(ВЫПОЛНИТЕ ЗАДАНИЯ)
a – Изложите в виде краткого списка абзац текста о созерцании, который начинается словами «Для естественного созерцания эти движения», сохранив его основные факты.
b – Перепишите дословно из текста о созерцании отрывок от слов «Этот труд хорошо» до слов «Заглушающий смычок[12].» включительно.

(ТЕКСТ ДЛЯ ЧТЕНИЯ)
____

Для естественного созерцания эти движения еще связаны с уровнем рационального осмысления. Иосиф Хаззайа называет их в меру таинственными: он говорит о «немного таинственной» (qallīl ˀrāzānāyā) речи. Это значит, что они могут быть пересказанными – стать явными (l-ḡelyā ʔāṯęn, буквально «приходят в явь»). Эти движения легко прерываются жаром, который возникает от прозрений: помыслы быстро отступают перед силой изумления[11]. Мистик, известный своими подробными описаниями опыта, показывает, как трудно зафиксировать даже тот опыт, который сам по себе передаваем.
Этот труд хорошо известен поэту. Творчество Ольги Седаковой – это постоянное усилие к тому, чтобы передать опыт слышания, показать, как человек приходит к этому опыту из многоголосья своих мыслей. Поток помыслов – это отправная точка и для Исаака Сирина, именно здесь начинается работа сердца. Повседневные (хочется сказать – «ветхие») слова не исчезают совсем, но человек в благоговейном предстоянии слышит то, что сильнее слов:
Это наши оправданья
Заглушающий смычок[12].

____

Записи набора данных
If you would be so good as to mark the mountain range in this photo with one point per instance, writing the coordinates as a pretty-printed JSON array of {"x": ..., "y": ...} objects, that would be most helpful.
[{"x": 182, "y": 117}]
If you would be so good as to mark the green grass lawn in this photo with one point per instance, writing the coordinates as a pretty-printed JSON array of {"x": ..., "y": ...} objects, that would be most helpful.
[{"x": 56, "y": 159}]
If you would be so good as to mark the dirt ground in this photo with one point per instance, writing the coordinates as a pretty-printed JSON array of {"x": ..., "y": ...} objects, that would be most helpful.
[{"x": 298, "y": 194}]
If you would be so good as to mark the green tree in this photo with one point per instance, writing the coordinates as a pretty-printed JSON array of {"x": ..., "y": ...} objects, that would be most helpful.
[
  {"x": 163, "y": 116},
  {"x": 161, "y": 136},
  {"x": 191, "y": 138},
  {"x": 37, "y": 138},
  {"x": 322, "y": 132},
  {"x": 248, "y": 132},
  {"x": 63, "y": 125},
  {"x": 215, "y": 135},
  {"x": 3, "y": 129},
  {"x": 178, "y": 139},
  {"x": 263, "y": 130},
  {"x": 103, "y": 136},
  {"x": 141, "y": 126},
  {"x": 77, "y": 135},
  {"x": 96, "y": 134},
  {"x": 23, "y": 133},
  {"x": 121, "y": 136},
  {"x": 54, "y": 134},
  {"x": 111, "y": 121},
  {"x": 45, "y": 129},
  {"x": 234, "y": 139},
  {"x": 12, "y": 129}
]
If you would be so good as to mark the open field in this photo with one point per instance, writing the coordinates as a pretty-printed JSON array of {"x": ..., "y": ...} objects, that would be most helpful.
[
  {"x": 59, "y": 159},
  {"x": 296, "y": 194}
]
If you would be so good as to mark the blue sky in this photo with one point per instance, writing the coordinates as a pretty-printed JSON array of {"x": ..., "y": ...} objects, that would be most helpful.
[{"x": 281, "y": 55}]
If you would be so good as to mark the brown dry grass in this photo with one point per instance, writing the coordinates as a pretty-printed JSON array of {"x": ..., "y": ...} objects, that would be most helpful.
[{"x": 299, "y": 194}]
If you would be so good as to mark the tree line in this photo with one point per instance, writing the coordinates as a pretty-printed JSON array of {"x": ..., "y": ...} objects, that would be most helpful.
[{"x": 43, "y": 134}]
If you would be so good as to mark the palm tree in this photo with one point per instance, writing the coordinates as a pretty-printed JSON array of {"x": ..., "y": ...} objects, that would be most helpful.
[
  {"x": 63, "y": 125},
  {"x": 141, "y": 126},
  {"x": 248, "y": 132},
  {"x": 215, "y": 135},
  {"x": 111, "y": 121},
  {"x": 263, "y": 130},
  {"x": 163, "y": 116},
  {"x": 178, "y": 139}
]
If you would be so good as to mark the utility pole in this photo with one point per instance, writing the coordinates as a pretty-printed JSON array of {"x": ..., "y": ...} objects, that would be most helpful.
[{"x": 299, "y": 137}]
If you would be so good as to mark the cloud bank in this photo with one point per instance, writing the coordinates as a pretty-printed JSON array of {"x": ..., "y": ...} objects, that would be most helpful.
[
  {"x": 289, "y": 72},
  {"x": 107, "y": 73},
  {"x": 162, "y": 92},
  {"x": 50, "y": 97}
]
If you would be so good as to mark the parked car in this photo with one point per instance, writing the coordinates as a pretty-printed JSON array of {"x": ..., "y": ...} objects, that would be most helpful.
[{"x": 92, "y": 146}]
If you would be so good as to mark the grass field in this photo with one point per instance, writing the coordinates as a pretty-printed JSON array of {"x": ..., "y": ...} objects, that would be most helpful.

____

(ВЫПОЛНЕННЫЕ ЗАДАНИЯ)
a –
- Для естественного созерцания эти движения еще связаны с уровнем рационального осмысления.
- Иосиф Хаззайа называет их в меру таинственными и говорит о «немного таинственной» речи. Значит, их можно пересказать, сделать явными.
- Жар, который возникает от прозрений, легко прерывает эти движения: помыслы быстро отступают перед силой изумления.
- Мистик, известный подробными описаниями опыта, показывает, как трудно зафиксировать даже тот опыт, который сам по себе передаваем.

b –
Этот труд хорошо известен поэту. Творчество Ольги Седаковой – это постоянное усилие к тому, чтобы передать опыт слышания, показать, как человек приходит к этому опыту из многоголосья своих мыслей. Поток помыслов – это отправная точка и для Исаака Сирина, именно здесь начинается работа сердца. Повседневные (хочется сказать – «ветхие») слова не исчезают совсем, но человек в благоговейном предстоянии слышит то, что сильнее слов:
Это наши оправданья
Заглушающий смычок[12].